==== EXERCISE PASSAGE

The country's long-awaited tourist season will begin on June 15 with the opening of seasonal hotels, while international flights will be able to fly directly to Greece's main tourist spots from the beginning of July.
A list of countries from which visitors will be able to arrive in Greece will be announced before the end of May.
The selection will be based on “epidemiological criteria” as determined by Greece’s committee of experts dealing with the pandemic.
But the Greek tourism minister Haris Theoharis told ITV News that the UK's record on coronavirus is currently not good enough for Britons to be allowed to visit.
“I think that the UK has a big difference in terms of the current medical status of the country with Greece, so I don’t think it’s likely it will be there,” he said.
Mr Theoharis said Greece will be waiting for figures in the UK to improve before Brits are allowed back in.
Balkan and Baltic countries, Germany and regional countries such as Israel and Cyprus are expected to be in the first wave of those whose citizens will be allowed to enter Greece, Mr Theoharis said.
Greece has already begun its first cautious steps to welcoming back domestic tourists as public beaches and major tourist reopened over the weekend.
On Wednesday, health authorities announced one new death and 10 new confirmed coronavirus cases, bringing the total number of dead to 166 and the total number of confirmed cases to 2,850 in the country of nearly 11 million.
But the lockdown has dealt a severe blow to Greece’s economy, which has barely emerged from a brutal decade-long financial crisis that saw a quarter of gross domestic product wiped out. Tourism is a vital part of the economy, and authorities have been anxious to ensure the entire summer season is not lost.

========
==== DATASET EXCERPTS

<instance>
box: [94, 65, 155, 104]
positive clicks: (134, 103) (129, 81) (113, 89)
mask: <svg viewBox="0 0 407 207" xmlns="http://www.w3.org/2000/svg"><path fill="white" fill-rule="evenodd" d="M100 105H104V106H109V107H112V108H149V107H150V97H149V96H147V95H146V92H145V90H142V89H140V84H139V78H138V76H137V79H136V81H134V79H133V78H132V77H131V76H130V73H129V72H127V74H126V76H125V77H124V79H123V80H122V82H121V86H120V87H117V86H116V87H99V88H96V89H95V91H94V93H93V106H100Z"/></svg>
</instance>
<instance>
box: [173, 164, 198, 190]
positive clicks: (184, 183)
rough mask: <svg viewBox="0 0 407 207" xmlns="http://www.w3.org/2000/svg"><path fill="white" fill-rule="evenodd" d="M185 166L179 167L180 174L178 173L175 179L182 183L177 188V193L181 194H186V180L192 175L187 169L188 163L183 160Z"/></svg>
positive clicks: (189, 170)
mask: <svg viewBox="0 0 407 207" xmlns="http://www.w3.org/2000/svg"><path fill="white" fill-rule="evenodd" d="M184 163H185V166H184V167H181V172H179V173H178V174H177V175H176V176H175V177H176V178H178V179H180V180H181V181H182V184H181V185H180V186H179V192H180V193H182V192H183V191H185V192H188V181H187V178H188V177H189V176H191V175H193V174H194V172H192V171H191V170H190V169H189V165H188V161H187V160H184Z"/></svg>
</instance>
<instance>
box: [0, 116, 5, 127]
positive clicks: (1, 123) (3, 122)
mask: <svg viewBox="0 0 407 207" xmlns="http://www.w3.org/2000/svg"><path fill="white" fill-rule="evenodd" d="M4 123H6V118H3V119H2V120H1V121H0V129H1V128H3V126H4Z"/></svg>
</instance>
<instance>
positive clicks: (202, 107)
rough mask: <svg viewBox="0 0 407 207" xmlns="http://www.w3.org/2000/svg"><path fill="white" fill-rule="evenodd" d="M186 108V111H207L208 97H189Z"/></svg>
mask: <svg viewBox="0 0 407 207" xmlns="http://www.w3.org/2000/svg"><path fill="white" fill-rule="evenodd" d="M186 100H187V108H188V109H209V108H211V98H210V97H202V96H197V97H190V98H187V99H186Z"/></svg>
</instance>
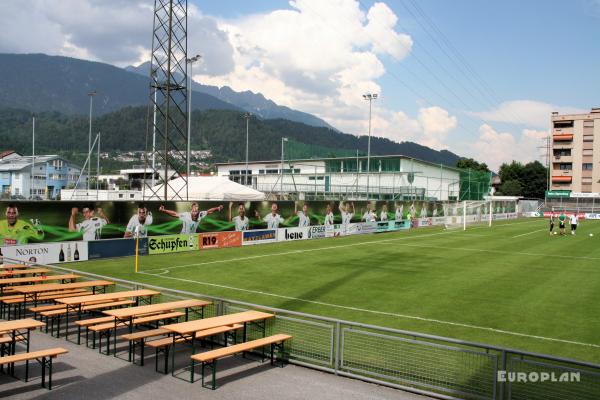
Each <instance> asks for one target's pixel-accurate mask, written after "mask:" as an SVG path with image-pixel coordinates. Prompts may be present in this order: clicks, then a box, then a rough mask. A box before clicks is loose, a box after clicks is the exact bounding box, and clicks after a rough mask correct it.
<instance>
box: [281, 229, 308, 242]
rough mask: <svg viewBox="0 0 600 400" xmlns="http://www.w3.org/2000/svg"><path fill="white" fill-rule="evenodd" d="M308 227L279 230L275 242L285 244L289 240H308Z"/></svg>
mask: <svg viewBox="0 0 600 400" xmlns="http://www.w3.org/2000/svg"><path fill="white" fill-rule="evenodd" d="M308 230H309V228H308V227H301V228H279V229H277V241H278V242H287V241H290V240H306V239H308Z"/></svg>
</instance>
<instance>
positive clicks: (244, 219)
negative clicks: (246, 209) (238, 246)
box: [229, 202, 250, 231]
mask: <svg viewBox="0 0 600 400" xmlns="http://www.w3.org/2000/svg"><path fill="white" fill-rule="evenodd" d="M232 207H233V202H230V203H229V221H230V222H233V223H234V224H235V230H236V231H247V230H248V229H250V220H249V219H248V217H247V216H246V206H245V205H244V203H240V204H239V205H238V215H236V216H235V217H233V218H232V217H231V209H232Z"/></svg>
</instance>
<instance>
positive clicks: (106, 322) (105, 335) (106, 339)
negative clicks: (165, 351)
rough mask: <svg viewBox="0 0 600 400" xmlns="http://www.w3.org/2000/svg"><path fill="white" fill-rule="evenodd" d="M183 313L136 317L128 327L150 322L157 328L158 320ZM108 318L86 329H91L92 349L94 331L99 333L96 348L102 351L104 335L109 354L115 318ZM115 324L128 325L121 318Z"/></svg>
mask: <svg viewBox="0 0 600 400" xmlns="http://www.w3.org/2000/svg"><path fill="white" fill-rule="evenodd" d="M183 315H185V314H184V313H182V312H181V311H173V312H167V313H156V314H153V315H147V316H143V317H138V318H135V319H134V320H132V321H131V327H130V328H133V327H134V326H136V325H145V324H150V323H155V328H158V324H159V322H160V321H171V320H174V319H177V318H179V317H181V316H183ZM110 318H112V319H111V321H112V322H105V323H101V324H97V325H91V326H88V327H87V328H86V329H87V330H88V331H92V335H93V336H92V340H93V344H92V348H93V349H95V348H96V333H98V334H99V337H98V350H99V351H102V350H101V349H102V336H106V354H109V352H110V336H111V334H112V331H113V329H114V328H115V318H114V317H110ZM117 324H118V325H127V326H128V325H129V323H126V322H124V321H121V320H117ZM118 325H117V326H118ZM115 335H116V332H115ZM86 342H87V331H86Z"/></svg>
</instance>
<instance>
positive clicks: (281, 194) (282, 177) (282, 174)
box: [279, 137, 287, 195]
mask: <svg viewBox="0 0 600 400" xmlns="http://www.w3.org/2000/svg"><path fill="white" fill-rule="evenodd" d="M285 142H287V138H284V137H282V138H281V182H279V192H280V194H281V195H283V154H284V153H283V149H284V147H283V146H284V143H285Z"/></svg>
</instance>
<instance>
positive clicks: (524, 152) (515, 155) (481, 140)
mask: <svg viewBox="0 0 600 400" xmlns="http://www.w3.org/2000/svg"><path fill="white" fill-rule="evenodd" d="M547 135H548V132H546V131H538V130H533V129H523V130H522V131H521V133H520V134H519V135H516V136H515V135H513V134H511V133H509V132H498V131H496V130H495V129H494V128H492V127H491V126H490V125H487V124H483V125H481V126H480V127H479V138H478V139H477V141H476V142H475V143H474V144H473V145H472V146H470V147H469V150H470V154H469V156H471V157H474V158H475V159H476V160H479V161H483V162H485V163H487V164H488V166H489V167H490V168H491V169H493V170H496V171H497V170H498V168H499V167H500V165H501V164H502V163H506V162H511V161H512V160H516V161H520V162H523V163H527V162H531V161H535V160H540V156H541V150H540V149H539V148H538V147H539V146H542V145H543V144H544V143H543V140H542V139H544V138H545V137H547Z"/></svg>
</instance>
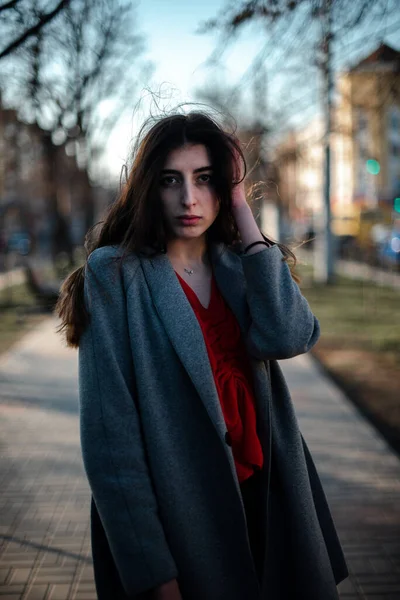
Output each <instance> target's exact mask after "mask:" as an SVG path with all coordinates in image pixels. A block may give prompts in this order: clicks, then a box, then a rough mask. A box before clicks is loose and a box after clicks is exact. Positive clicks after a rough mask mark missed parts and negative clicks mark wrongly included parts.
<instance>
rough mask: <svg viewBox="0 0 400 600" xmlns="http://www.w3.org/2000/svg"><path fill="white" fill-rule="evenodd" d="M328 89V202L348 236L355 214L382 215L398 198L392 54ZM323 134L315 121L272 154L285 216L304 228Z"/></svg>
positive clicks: (397, 58)
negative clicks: (282, 202) (330, 187)
mask: <svg viewBox="0 0 400 600" xmlns="http://www.w3.org/2000/svg"><path fill="white" fill-rule="evenodd" d="M336 91H337V101H336V104H335V107H334V110H333V132H332V134H331V151H332V170H331V203H332V210H333V214H334V216H336V217H337V218H340V217H341V216H342V217H343V219H342V225H343V227H344V228H345V227H346V225H345V223H346V221H347V223H348V226H349V230H348V233H349V235H351V233H350V231H351V230H352V227H353V226H354V218H353V217H354V214H355V212H357V211H358V212H359V211H360V210H363V211H366V210H370V211H371V210H374V209H375V210H382V211H384V212H385V211H386V212H387V213H390V210H391V207H392V203H393V200H394V198H395V197H396V196H399V194H400V52H398V51H397V50H394V49H393V48H390V47H389V46H386V45H382V46H380V47H379V48H378V49H377V50H376V51H375V52H373V53H372V54H370V55H369V56H368V57H366V58H365V59H363V60H362V61H361V62H359V63H358V64H357V65H355V66H353V67H352V68H351V69H350V70H349V71H347V72H345V73H342V74H341V75H340V76H339V77H338V80H337V82H336ZM323 135H324V127H323V122H322V119H321V118H320V117H317V118H315V119H314V120H313V121H311V122H310V123H308V124H307V125H306V126H305V127H303V128H301V129H299V130H297V131H293V132H291V133H290V135H288V136H287V137H286V139H284V140H282V141H281V142H280V143H279V145H278V146H277V147H276V148H275V152H274V163H275V165H276V167H277V170H278V174H279V181H280V185H279V193H280V196H281V198H282V202H283V204H284V205H285V207H287V212H288V215H289V218H290V219H291V220H292V221H293V220H294V221H297V222H299V221H300V222H304V223H307V222H308V223H309V224H310V225H309V226H310V227H312V220H313V216H315V215H317V214H318V213H319V212H320V211H321V210H322V206H323V173H324V152H323ZM342 232H343V233H344V232H345V229H344V230H343V231H342Z"/></svg>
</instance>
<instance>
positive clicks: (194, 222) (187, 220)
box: [177, 216, 201, 225]
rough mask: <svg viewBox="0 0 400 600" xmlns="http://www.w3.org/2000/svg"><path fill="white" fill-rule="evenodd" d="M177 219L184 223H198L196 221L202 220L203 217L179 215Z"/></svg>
mask: <svg viewBox="0 0 400 600" xmlns="http://www.w3.org/2000/svg"><path fill="white" fill-rule="evenodd" d="M177 219H178V221H180V222H181V224H182V225H196V223H198V222H199V221H200V219H201V217H196V216H190V217H177Z"/></svg>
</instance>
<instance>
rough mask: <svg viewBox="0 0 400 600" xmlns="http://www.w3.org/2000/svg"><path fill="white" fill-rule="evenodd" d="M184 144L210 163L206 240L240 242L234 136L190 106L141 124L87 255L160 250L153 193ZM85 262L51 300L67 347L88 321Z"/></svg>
mask: <svg viewBox="0 0 400 600" xmlns="http://www.w3.org/2000/svg"><path fill="white" fill-rule="evenodd" d="M186 144H202V145H204V146H205V147H206V148H207V151H208V154H209V157H210V160H211V164H212V167H213V185H214V190H215V193H216V195H217V198H218V200H219V203H220V209H219V213H218V216H217V217H216V219H215V221H214V222H213V224H212V225H211V226H210V228H209V229H208V230H207V242H208V243H210V242H214V241H215V242H223V243H224V244H225V245H226V246H228V247H232V246H234V245H235V244H236V243H238V242H240V241H241V240H240V234H239V231H238V228H237V225H236V221H235V218H234V216H233V212H232V208H231V192H232V187H233V186H234V185H235V184H237V183H238V181H237V173H235V172H234V171H235V169H234V164H235V157H237V156H239V157H240V160H241V161H242V162H243V173H244V174H243V177H244V176H245V174H246V162H245V159H244V156H243V152H242V149H241V147H240V144H239V141H238V140H237V138H236V137H235V136H234V135H233V134H231V133H228V132H227V131H225V130H224V129H223V128H222V127H221V126H220V125H219V124H218V123H217V122H216V120H215V119H214V118H212V117H210V116H209V115H207V114H205V113H202V112H197V111H196V112H190V113H188V114H173V115H170V116H167V117H163V118H159V119H158V120H156V121H155V122H154V120H153V119H151V121H148V122H146V123H145V125H144V126H143V127H142V129H141V131H140V133H139V136H138V138H137V142H136V145H135V148H134V151H133V160H132V167H131V170H130V174H129V177H128V179H127V182H126V183H125V185H124V186H123V187H122V189H121V192H120V195H119V197H118V198H117V200H116V201H115V202H114V203H113V204H112V206H111V207H110V209H109V212H108V214H107V216H106V218H105V219H104V221H102V222H100V223H98V224H97V225H96V226H95V227H93V228H92V229H91V230H89V232H88V234H87V235H86V238H85V248H86V251H87V258H88V257H89V255H90V254H91V252H93V251H94V250H96V249H97V248H101V247H103V246H109V245H118V246H120V247H121V248H122V249H123V253H122V256H121V258H120V260H123V259H124V257H125V256H126V255H127V254H129V253H132V252H134V253H138V254H140V253H142V252H143V251H144V249H146V253H147V254H148V251H149V248H150V251H151V253H153V255H155V254H158V253H164V252H166V246H167V237H166V229H165V224H164V219H163V216H162V209H161V200H160V194H159V189H160V177H161V171H162V169H163V166H164V164H165V162H166V159H167V156H168V154H169V153H170V152H171V151H172V150H175V149H176V148H180V147H182V146H184V145H186ZM235 178H236V180H235ZM262 235H263V237H264V239H265V240H266V241H270V240H269V239H268V238H267V237H266V236H264V234H262ZM279 247H280V248H281V250H282V253H283V255H284V259H286V260H288V259H289V261H290V262H291V263H292V265H294V264H295V263H296V258H295V256H294V254H293V253H292V252H291V250H289V249H288V248H287V247H286V246H283V245H281V244H279ZM86 260H87V259H86ZM85 266H86V265H83V266H81V267H79V268H78V269H76V270H75V271H73V272H72V273H71V274H70V275H69V276H68V277H67V278H66V280H65V281H64V282H63V284H62V286H61V291H60V297H59V300H58V302H57V305H56V313H57V314H58V316H59V317H60V318H61V326H60V329H59V331H62V332H64V334H65V336H66V341H67V344H68V345H69V346H72V347H78V346H79V339H80V337H81V335H82V333H83V331H84V329H85V327H86V325H87V323H88V320H89V315H88V312H87V310H86V308H85V303H84V293H83V290H84V277H85V275H84V274H85Z"/></svg>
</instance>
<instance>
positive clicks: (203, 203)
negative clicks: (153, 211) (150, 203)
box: [160, 144, 219, 239]
mask: <svg viewBox="0 0 400 600" xmlns="http://www.w3.org/2000/svg"><path fill="white" fill-rule="evenodd" d="M212 176H213V173H212V168H211V164H210V159H209V156H208V152H207V149H206V147H205V146H203V145H197V144H196V145H193V144H192V145H187V146H182V147H181V148H177V149H176V150H173V151H172V152H171V153H170V154H169V155H168V157H167V160H166V162H165V165H164V168H163V170H162V172H161V180H160V193H161V203H162V207H163V213H164V218H165V222H166V224H167V229H168V234H169V237H170V239H171V238H172V239H177V238H181V239H193V238H197V237H200V236H202V235H203V234H204V233H205V232H206V231H207V229H208V228H209V227H210V226H211V225H212V224H213V222H214V221H215V219H216V217H217V215H218V210H219V203H218V200H217V197H216V195H215V191H214V187H213V181H212ZM184 217H186V219H185V218H184ZM189 217H196V218H192V219H189Z"/></svg>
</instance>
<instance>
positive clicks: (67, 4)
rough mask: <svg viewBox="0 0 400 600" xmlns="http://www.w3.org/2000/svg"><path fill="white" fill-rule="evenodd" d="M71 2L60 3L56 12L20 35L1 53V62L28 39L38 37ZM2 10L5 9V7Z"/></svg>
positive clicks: (65, 0)
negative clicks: (1, 59) (40, 30)
mask: <svg viewBox="0 0 400 600" xmlns="http://www.w3.org/2000/svg"><path fill="white" fill-rule="evenodd" d="M69 2H70V0H61V2H59V3H58V5H57V6H56V8H55V9H54V10H52V11H51V12H49V13H47V14H45V15H43V16H42V17H41V18H40V20H39V21H38V22H37V23H36V25H33V27H30V28H29V29H27V30H26V31H25V32H24V33H23V34H22V35H20V36H19V37H18V38H17V39H15V40H14V41H13V42H11V44H9V45H8V46H7V47H6V48H5V49H4V50H2V51H1V52H0V60H1V59H2V58H4V57H5V56H7V55H8V54H11V52H13V51H14V50H16V49H17V48H19V46H21V45H22V44H23V43H24V42H25V41H26V40H27V39H29V38H30V37H32V36H34V35H36V34H37V33H38V32H39V31H40V30H41V29H42V28H43V27H44V26H45V25H47V23H49V22H50V21H52V20H53V19H54V17H56V16H57V15H58V13H60V12H61V11H62V10H63V9H64V8H65V7H66V6H68V4H69ZM2 8H4V6H3V7H2Z"/></svg>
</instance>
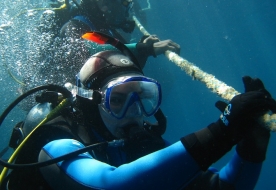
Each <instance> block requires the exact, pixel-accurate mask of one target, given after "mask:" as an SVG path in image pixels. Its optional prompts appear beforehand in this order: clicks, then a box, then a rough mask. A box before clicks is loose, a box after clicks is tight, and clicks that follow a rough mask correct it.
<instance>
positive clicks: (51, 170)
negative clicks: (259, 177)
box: [41, 139, 261, 189]
mask: <svg viewBox="0 0 276 190" xmlns="http://www.w3.org/2000/svg"><path fill="white" fill-rule="evenodd" d="M81 147H83V145H82V144H81V143H79V142H77V141H75V140H71V139H64V140H57V141H53V142H50V143H49V144H47V145H46V146H44V147H43V151H42V152H43V153H42V154H41V160H47V159H49V158H55V157H57V156H61V155H63V154H66V153H69V152H71V151H74V150H77V149H79V148H81ZM260 169H261V163H260V164H254V163H250V162H247V161H245V160H243V159H242V158H241V157H240V156H239V155H238V154H237V153H235V155H234V156H233V158H232V159H231V160H230V162H229V163H228V164H227V165H226V166H225V167H224V168H223V169H221V170H220V171H217V170H215V169H214V168H209V169H208V170H207V171H206V172H203V171H201V170H200V168H199V166H198V165H197V164H196V162H195V161H194V160H193V158H192V157H191V156H190V155H189V153H188V152H187V151H186V150H185V148H184V147H183V145H182V144H181V142H176V143H174V144H173V145H171V146H169V147H167V148H164V149H162V150H159V151H157V152H154V153H152V154H149V155H146V156H144V157H141V158H139V159H138V160H135V161H133V162H131V163H125V164H123V165H120V166H119V167H114V166H112V165H109V164H106V163H103V162H100V161H98V160H96V159H94V158H93V157H92V156H91V155H89V154H88V153H85V154H82V155H79V156H78V157H76V158H74V159H71V160H68V161H63V162H60V163H58V164H57V165H55V166H52V167H51V168H50V167H49V168H44V169H43V168H42V171H43V172H44V177H45V178H46V179H47V181H49V182H50V183H51V186H52V187H54V188H55V189H62V188H64V189H253V188H254V186H255V184H256V182H257V179H258V176H259V173H260ZM65 176H66V177H65Z"/></svg>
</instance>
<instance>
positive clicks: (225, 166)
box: [185, 152, 262, 190]
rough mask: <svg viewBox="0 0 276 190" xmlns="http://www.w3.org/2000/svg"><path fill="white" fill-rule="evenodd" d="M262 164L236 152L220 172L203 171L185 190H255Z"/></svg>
mask: <svg viewBox="0 0 276 190" xmlns="http://www.w3.org/2000/svg"><path fill="white" fill-rule="evenodd" d="M261 168H262V163H253V162H249V161H247V160H245V159H243V158H241V157H240V156H239V155H238V153H237V152H235V154H234V156H233V157H232V159H231V160H230V161H229V163H227V165H225V166H224V167H223V168H222V169H221V170H220V171H218V170H216V169H215V168H212V167H210V168H208V170H207V171H202V172H201V173H200V174H199V175H198V177H196V178H195V179H194V180H193V181H192V182H191V183H190V184H189V185H188V186H187V187H185V189H243V190H247V189H248V190H251V189H254V187H255V185H256V183H257V181H258V178H259V175H260V171H261Z"/></svg>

========

TASK OBJECTIVE: Continue the article on Greece's reopening to tourists from the point at which it ends. The records play no part in this exercise.

RESPONSE AREA:
In a televised address to the nation on Wednesday, Prime Minister Kyriakos Mitsotakis said visitors would be subject to sample coronavirus testing and “our general health protocols will be adhered to, without them, however, overshadowing our bright sun or the natural beauties of Greece”.
Mr Mitsotakis noted that Greece has “managed to restrict the spread of the virus”, adding: “We made our country an example to follow in the handling of the health crisis.”
Mr Mitsotakis announced a reduction in consumer taxes on transport from 24% to 13%, which will lead to cheaper boat, plane and bus tickets during the tourist season, as well as a cut on tax on coffee, soft drinks and open-air cinema tickets.
Greece is one of several European countries sounding an optimistic note, as Italy also signalled its intention to welcome back UK travellers.
The news comes a week after health secretary Matt Hancock warned Britons that they were unlikely to be able to go on foreign holidays this summer.
In an interview with ITV's This Morning, Mr Hancock said: “It is unlikely that big, lavish international holidays are going to be possible for this summer.
“I just think that’s a reality of life.”